YOUR OBJECTIVE: All the lines below need retyping exactly, apart from the images.

[Stored data]
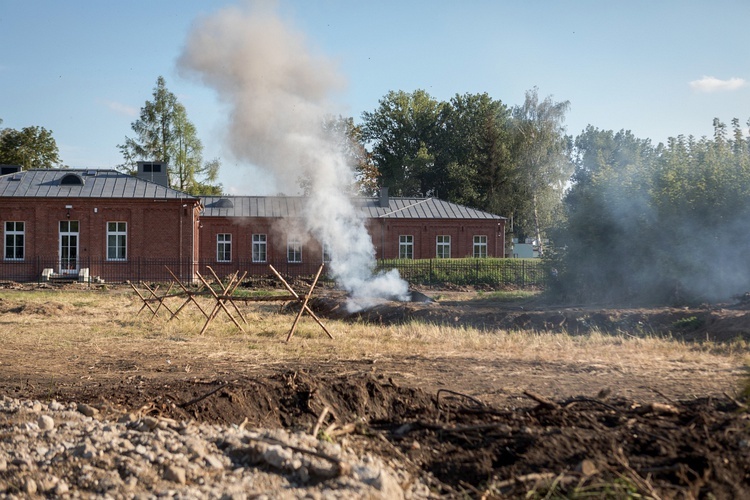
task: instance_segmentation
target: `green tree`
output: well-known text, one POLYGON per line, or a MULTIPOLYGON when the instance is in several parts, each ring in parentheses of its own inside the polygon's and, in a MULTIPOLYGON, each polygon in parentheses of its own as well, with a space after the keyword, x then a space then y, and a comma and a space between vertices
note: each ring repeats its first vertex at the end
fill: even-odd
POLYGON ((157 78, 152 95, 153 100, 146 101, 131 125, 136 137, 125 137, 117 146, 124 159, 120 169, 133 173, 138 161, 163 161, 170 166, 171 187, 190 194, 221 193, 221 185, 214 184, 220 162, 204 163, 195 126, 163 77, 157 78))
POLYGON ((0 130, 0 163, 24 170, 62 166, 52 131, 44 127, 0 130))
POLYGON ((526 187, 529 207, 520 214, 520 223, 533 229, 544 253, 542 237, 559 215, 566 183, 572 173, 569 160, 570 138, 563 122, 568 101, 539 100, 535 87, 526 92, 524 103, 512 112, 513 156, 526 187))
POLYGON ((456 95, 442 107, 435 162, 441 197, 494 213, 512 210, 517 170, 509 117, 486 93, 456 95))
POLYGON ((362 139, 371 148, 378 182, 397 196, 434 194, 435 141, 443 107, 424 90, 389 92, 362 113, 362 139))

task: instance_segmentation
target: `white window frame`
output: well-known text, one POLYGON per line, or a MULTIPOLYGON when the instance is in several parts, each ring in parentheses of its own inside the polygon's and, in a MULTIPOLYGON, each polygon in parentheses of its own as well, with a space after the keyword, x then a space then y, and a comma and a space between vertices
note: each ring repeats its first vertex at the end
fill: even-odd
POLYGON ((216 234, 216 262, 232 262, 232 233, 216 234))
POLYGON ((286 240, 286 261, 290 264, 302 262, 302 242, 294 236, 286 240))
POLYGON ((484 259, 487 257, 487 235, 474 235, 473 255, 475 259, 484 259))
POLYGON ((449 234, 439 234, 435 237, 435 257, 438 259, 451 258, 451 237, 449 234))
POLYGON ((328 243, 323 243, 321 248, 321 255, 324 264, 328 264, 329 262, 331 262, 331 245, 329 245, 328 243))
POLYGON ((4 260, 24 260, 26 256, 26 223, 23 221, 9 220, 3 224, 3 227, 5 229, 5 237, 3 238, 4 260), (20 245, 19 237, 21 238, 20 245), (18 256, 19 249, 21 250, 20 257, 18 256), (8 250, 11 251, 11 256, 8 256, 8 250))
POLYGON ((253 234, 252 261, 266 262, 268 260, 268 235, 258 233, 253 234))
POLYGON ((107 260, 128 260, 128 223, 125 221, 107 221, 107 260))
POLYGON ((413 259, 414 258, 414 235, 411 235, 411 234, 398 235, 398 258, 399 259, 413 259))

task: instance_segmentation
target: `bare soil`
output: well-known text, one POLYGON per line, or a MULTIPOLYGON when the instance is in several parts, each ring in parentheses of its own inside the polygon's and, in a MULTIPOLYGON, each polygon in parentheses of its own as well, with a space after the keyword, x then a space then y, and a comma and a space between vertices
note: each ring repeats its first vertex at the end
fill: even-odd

RESULT OF THIS TASK:
task: instance_segmentation
target: `green tree`
output: well-known text, one POLYGON per line, or a MULTIPOLYGON when the instance is in several parts, each ring in parentheses of its own inside the polygon's and, in a MULTIPOLYGON, each polygon in parentheses of its own as well, with a space after the keyword, x then a space then y, and a comma and a space between vertices
note: each ring repeats its first vertex at the end
fill: even-odd
POLYGON ((157 78, 152 95, 153 100, 146 101, 131 125, 136 137, 125 137, 117 146, 124 159, 120 169, 133 173, 138 161, 163 161, 170 166, 171 187, 190 194, 221 193, 221 185, 214 184, 220 162, 204 163, 195 126, 163 77, 157 78))
POLYGON ((0 130, 0 163, 24 170, 62 166, 52 131, 44 127, 0 130))
POLYGON ((526 187, 529 207, 520 214, 520 223, 533 229, 544 253, 542 237, 559 215, 566 183, 572 173, 569 160, 570 138, 563 122, 568 101, 539 100, 535 87, 526 92, 524 103, 512 112, 513 156, 526 187))
POLYGON ((456 95, 442 107, 435 162, 441 197, 494 213, 512 210, 517 170, 509 117, 486 93, 456 95))
POLYGON ((362 139, 371 148, 378 182, 397 196, 434 194, 435 141, 443 107, 424 90, 389 92, 362 113, 362 139))

task: instance_segmentation
target: `white window frame`
output: well-known text, one POLYGON per line, or a MULTIPOLYGON when the instance is in several parts, each ring in parentheses of its own inside the polygon's and, in a MULTIPOLYGON, each polygon in parentheses of its own as well, with a space after the keyword, x then a space then y, and a comma and a space between vertices
note: each ring repeats its first vertex at the end
fill: even-odd
POLYGON ((216 234, 216 262, 232 262, 232 233, 216 234))
POLYGON ((286 240, 286 261, 290 264, 302 262, 302 242, 294 236, 286 240))
POLYGON ((484 259, 487 257, 487 235, 474 235, 473 255, 475 259, 484 259))
POLYGON ((449 234, 439 234, 435 237, 435 257, 438 259, 451 258, 451 237, 449 234))
POLYGON ((328 243, 323 243, 321 248, 321 255, 324 264, 328 264, 329 262, 331 262, 331 245, 329 245, 328 243))
POLYGON ((4 260, 24 260, 26 256, 26 223, 23 221, 9 220, 3 224, 3 227, 5 229, 5 237, 3 238, 4 260), (20 245, 19 237, 21 238, 20 245), (18 256, 19 249, 21 250, 20 257, 18 256), (8 250, 11 251, 11 256, 8 256, 8 250))
POLYGON ((253 234, 252 261, 266 262, 268 260, 268 235, 258 233, 253 234))
POLYGON ((107 260, 128 260, 128 223, 125 221, 107 221, 107 260))
POLYGON ((413 259, 414 258, 414 235, 411 235, 411 234, 398 235, 398 258, 399 259, 413 259))

task: instance_segmentation
target: `bare soil`
output: well-known text, one POLYGON per line, or a MULTIPOLYGON when the instance is in several parts, each ring in parentheses of its own inside the polygon's and, in a MULTIPOLYGON, each polygon in parentheses of its own as well, with a space after the keyword, x then a space then y, and a comma and a space between vertices
note: each ring repeats its first vertex at the end
fill: even-odd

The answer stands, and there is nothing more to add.